EXERCISE BRIEF: Every line of the entries below from the one containing "positive clicks: (610, 1364) (556, 1358)" to the one containing "negative clicks: (564, 1389) (623, 1354)", both ends included, must be written out exactly. No other line belongs in the answer.

[Segmentation mask data]

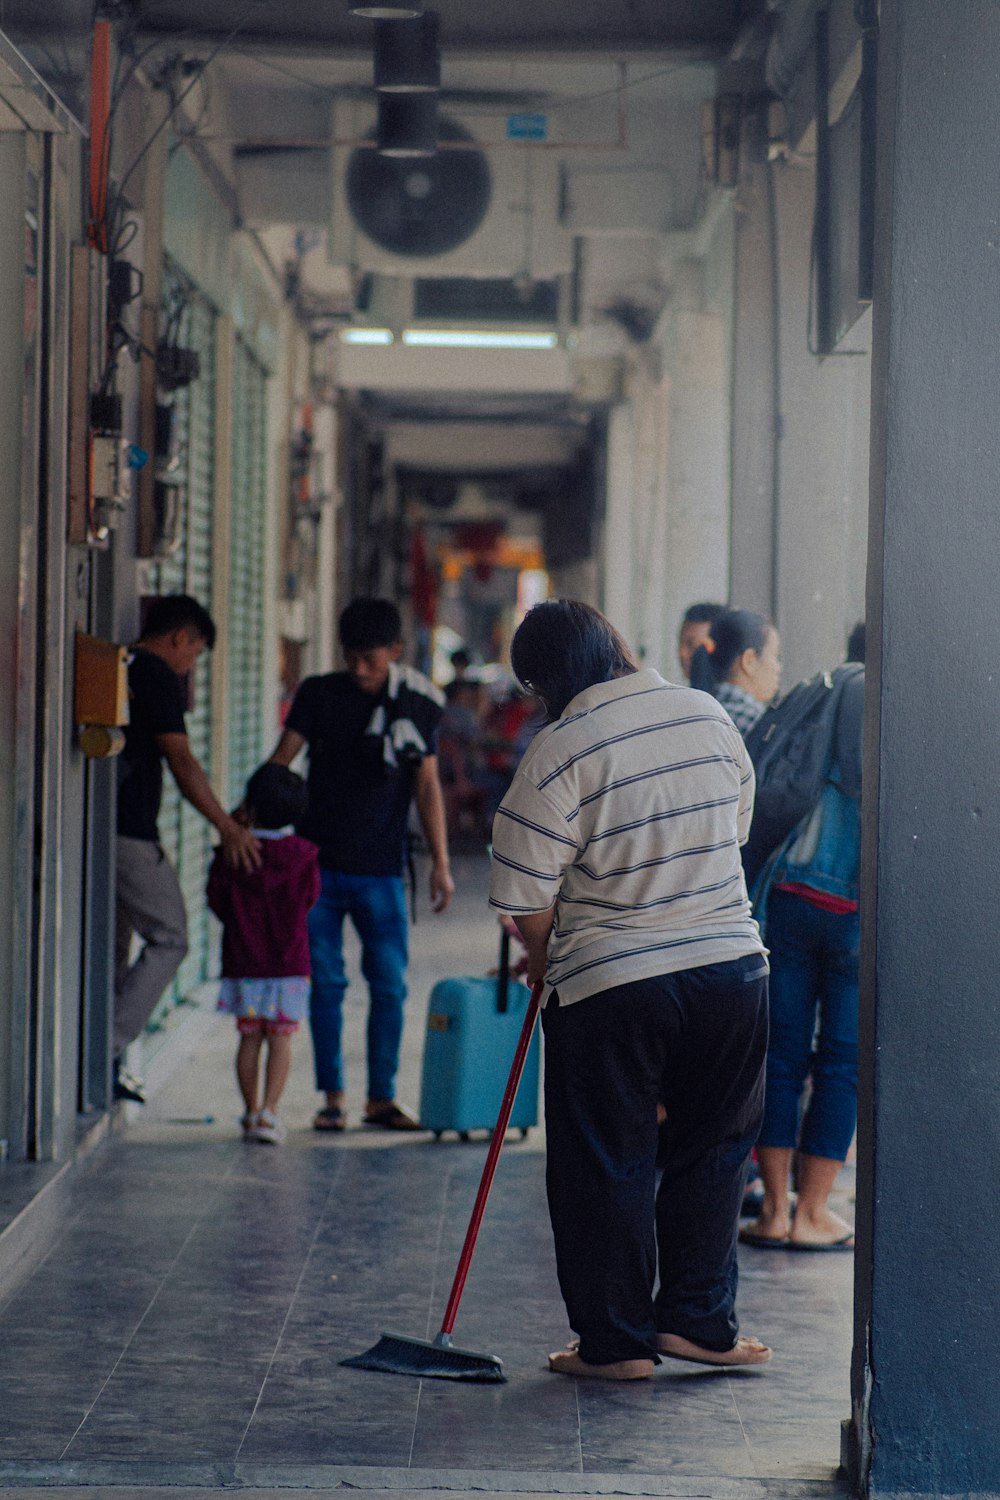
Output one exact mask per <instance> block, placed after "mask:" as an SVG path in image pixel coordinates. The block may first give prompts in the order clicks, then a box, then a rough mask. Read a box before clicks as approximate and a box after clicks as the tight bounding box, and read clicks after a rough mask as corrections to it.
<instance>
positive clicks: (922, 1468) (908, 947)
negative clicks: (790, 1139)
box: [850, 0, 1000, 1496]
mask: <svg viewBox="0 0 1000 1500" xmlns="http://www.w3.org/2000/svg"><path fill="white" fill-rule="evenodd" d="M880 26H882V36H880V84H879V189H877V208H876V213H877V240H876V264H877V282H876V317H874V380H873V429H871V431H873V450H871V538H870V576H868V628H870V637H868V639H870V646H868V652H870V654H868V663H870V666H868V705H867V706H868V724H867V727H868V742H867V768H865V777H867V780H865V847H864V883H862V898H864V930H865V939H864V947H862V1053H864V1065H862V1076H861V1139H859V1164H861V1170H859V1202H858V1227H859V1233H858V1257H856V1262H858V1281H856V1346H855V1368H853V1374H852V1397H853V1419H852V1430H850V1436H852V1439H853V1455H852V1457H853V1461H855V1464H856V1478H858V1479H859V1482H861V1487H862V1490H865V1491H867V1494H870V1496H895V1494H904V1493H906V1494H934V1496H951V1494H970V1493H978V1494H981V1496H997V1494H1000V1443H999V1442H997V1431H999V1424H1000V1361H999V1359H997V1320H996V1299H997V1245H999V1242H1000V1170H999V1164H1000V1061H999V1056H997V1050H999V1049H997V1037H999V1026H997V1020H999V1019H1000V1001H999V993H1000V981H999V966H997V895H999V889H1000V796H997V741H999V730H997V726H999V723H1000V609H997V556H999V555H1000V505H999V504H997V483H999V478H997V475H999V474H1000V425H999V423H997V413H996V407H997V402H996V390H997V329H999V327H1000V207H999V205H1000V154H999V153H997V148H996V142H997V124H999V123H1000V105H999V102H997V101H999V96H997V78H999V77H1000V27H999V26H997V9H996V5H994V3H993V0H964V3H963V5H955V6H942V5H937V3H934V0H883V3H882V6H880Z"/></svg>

...

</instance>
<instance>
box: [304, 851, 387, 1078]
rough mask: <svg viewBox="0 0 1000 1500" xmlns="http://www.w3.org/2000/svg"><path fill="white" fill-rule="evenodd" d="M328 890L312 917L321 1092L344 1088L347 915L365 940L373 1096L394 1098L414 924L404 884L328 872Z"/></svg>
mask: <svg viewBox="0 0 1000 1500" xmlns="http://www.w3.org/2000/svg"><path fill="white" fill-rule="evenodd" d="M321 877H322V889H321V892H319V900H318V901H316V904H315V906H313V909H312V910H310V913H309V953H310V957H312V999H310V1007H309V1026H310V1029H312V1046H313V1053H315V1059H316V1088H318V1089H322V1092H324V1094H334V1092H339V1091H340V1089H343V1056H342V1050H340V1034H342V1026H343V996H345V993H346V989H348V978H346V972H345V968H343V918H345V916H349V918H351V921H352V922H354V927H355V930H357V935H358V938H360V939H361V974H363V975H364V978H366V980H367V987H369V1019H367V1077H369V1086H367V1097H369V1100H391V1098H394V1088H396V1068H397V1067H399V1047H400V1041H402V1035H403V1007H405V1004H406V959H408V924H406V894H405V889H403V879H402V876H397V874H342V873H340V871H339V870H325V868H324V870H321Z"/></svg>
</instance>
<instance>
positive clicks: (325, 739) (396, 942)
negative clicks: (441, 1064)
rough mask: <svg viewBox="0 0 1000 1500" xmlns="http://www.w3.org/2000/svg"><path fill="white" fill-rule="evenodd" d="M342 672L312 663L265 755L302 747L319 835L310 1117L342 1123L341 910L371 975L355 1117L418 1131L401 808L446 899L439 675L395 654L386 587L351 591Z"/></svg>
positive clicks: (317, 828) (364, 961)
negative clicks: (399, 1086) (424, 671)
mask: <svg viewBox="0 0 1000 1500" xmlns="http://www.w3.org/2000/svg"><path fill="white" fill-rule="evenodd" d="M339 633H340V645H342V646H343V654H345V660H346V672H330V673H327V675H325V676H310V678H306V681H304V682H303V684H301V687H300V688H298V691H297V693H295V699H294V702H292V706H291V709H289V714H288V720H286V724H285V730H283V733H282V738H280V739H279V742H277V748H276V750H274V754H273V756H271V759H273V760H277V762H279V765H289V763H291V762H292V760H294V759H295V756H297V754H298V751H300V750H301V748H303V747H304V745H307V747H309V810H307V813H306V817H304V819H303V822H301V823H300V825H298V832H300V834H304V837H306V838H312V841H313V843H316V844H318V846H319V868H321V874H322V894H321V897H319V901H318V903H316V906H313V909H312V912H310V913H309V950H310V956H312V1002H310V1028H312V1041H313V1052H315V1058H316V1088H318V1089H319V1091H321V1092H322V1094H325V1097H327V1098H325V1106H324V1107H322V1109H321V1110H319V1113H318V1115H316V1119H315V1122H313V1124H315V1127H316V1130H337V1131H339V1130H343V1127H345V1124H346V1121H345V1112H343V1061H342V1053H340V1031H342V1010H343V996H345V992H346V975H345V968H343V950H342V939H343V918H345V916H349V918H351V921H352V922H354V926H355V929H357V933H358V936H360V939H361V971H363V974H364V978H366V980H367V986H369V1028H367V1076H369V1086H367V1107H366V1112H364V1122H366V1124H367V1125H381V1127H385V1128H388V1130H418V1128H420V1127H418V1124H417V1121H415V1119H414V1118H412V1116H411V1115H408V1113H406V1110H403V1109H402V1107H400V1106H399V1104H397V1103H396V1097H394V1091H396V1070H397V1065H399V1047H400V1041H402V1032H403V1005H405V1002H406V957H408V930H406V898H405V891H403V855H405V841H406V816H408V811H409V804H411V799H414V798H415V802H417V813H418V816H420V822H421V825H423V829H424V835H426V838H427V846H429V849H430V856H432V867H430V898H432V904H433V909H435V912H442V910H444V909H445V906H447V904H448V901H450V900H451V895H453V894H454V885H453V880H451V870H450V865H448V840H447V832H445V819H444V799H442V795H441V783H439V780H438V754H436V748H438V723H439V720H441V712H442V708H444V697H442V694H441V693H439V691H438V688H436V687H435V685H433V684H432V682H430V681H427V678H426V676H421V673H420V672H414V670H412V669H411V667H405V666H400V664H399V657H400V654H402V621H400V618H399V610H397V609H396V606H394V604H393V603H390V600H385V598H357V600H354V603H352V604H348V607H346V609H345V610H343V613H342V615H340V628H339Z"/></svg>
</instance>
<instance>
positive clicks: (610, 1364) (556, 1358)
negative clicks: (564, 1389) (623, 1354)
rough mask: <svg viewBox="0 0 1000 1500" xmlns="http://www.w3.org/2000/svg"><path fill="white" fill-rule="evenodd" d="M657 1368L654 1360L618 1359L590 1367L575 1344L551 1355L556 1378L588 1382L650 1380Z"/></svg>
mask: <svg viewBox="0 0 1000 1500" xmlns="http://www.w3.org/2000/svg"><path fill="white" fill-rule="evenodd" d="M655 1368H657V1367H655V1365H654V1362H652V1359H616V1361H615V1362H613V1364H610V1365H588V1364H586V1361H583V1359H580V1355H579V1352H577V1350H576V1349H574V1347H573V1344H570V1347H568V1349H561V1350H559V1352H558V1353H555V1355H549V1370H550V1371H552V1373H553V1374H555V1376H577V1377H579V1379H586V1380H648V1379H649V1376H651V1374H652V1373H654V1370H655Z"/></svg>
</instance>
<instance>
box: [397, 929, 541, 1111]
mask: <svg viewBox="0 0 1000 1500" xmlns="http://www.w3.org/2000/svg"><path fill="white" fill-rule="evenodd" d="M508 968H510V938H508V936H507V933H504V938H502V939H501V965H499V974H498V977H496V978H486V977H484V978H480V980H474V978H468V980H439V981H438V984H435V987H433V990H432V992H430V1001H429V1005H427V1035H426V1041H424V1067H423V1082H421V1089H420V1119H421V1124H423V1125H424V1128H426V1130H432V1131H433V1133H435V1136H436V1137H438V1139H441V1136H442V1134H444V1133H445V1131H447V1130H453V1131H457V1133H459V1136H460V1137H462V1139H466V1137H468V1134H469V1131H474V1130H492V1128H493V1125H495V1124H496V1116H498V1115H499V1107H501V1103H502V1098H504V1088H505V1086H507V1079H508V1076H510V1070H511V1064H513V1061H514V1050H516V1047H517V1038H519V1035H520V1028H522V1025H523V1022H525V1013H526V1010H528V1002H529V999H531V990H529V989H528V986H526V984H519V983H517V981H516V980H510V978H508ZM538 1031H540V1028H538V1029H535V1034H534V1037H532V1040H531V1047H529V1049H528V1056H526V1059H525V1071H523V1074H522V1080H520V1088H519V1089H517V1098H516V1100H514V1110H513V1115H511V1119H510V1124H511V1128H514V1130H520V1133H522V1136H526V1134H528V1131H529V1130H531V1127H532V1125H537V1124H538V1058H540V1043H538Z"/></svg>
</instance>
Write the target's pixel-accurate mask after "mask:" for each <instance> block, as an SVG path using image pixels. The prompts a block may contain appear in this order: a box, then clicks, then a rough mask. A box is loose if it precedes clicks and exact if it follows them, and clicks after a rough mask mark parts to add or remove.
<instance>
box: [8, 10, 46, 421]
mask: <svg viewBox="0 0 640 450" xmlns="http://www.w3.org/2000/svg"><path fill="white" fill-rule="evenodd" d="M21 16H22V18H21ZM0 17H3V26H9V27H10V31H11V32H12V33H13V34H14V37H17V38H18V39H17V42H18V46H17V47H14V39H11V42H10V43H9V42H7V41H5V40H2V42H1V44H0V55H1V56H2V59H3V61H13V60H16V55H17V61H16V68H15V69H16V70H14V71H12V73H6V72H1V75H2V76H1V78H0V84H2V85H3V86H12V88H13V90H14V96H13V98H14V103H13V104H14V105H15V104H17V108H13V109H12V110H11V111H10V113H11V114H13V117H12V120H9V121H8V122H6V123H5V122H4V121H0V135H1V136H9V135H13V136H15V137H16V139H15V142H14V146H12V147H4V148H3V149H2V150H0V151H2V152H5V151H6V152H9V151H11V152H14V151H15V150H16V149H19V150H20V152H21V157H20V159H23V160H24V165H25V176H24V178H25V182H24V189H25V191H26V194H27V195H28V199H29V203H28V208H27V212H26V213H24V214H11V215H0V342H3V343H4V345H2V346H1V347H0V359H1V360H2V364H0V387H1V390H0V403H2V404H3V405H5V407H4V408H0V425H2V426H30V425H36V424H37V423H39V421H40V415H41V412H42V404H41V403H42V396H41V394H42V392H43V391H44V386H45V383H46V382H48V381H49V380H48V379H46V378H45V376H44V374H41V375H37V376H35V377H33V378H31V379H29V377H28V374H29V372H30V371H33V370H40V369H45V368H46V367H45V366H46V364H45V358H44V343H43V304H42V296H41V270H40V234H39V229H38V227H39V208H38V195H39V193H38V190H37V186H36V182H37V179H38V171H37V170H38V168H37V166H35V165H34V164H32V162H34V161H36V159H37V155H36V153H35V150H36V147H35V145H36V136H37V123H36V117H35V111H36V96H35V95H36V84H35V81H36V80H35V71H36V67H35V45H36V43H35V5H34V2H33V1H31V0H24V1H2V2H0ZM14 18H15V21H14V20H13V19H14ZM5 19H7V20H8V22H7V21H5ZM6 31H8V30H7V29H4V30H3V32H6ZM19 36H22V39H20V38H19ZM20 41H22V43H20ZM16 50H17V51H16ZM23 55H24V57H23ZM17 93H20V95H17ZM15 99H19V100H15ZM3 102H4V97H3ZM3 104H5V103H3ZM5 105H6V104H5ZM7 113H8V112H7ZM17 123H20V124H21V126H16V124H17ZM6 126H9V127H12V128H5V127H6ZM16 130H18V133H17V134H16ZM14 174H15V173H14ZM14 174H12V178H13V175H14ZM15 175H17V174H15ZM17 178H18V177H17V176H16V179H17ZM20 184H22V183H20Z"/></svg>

==

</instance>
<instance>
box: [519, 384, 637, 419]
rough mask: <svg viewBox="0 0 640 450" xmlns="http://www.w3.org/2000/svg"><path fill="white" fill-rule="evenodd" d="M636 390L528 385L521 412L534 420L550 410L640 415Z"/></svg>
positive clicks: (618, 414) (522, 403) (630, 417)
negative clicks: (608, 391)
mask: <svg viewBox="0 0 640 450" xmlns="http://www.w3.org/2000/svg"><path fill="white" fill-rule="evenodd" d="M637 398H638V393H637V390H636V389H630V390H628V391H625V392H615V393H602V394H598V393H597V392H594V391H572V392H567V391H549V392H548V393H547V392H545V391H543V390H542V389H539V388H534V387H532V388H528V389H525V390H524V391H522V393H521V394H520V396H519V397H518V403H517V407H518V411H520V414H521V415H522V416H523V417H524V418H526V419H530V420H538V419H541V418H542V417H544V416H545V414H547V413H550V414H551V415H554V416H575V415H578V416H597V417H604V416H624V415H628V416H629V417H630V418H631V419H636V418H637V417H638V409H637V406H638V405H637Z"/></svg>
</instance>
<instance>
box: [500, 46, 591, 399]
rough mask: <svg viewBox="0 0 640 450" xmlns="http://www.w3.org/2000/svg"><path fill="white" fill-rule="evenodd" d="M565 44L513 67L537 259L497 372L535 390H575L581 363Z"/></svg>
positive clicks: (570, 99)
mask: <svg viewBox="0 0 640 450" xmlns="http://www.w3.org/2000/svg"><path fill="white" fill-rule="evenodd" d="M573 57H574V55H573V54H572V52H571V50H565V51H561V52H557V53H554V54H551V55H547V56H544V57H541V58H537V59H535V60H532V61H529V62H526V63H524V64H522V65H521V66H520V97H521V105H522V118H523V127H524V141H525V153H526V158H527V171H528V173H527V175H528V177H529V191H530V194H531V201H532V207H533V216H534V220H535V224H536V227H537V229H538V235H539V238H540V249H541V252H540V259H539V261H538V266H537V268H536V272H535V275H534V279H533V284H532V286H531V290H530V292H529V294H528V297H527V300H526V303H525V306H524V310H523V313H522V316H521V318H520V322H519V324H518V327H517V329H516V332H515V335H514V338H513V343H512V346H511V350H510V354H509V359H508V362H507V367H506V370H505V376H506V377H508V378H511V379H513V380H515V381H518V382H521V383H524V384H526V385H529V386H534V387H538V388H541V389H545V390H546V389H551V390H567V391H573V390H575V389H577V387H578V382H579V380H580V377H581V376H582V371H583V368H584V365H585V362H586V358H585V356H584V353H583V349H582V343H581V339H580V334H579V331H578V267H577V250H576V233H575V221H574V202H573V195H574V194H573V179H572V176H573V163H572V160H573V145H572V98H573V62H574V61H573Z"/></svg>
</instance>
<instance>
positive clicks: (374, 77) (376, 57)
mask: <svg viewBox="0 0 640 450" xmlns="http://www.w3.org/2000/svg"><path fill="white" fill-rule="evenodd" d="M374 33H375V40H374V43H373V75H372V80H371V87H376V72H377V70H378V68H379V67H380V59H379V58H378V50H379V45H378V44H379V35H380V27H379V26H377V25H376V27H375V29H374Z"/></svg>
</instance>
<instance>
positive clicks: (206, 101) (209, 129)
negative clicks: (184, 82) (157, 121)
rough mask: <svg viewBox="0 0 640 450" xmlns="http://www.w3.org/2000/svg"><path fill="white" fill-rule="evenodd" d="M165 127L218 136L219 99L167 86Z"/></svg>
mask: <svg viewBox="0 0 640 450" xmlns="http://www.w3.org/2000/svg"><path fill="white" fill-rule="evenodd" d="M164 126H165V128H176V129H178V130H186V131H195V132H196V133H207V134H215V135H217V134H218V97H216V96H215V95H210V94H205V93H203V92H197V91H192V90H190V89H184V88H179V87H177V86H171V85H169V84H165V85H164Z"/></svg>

EXPECTED ANSWER:
positive clicks: (610, 1364) (556, 1358)
negative clicks: (564, 1389) (623, 1354)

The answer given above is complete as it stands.